(Extracted records)
——
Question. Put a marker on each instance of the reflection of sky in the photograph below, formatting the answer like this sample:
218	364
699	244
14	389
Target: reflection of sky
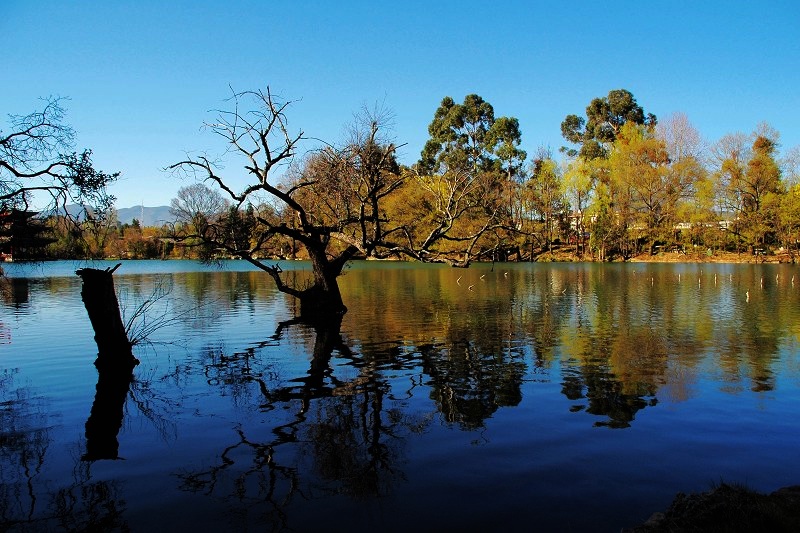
431	341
——
• **PROMPT**: Copy the records above exactly. Do not carry any picture into the copy.

• **RESULT**:
Question. Put a marker on each instance of the reflection of sky in the photograph below, formatting the answer like this sample:
218	364
699	244
14	389
Target: reflection of sky
431	341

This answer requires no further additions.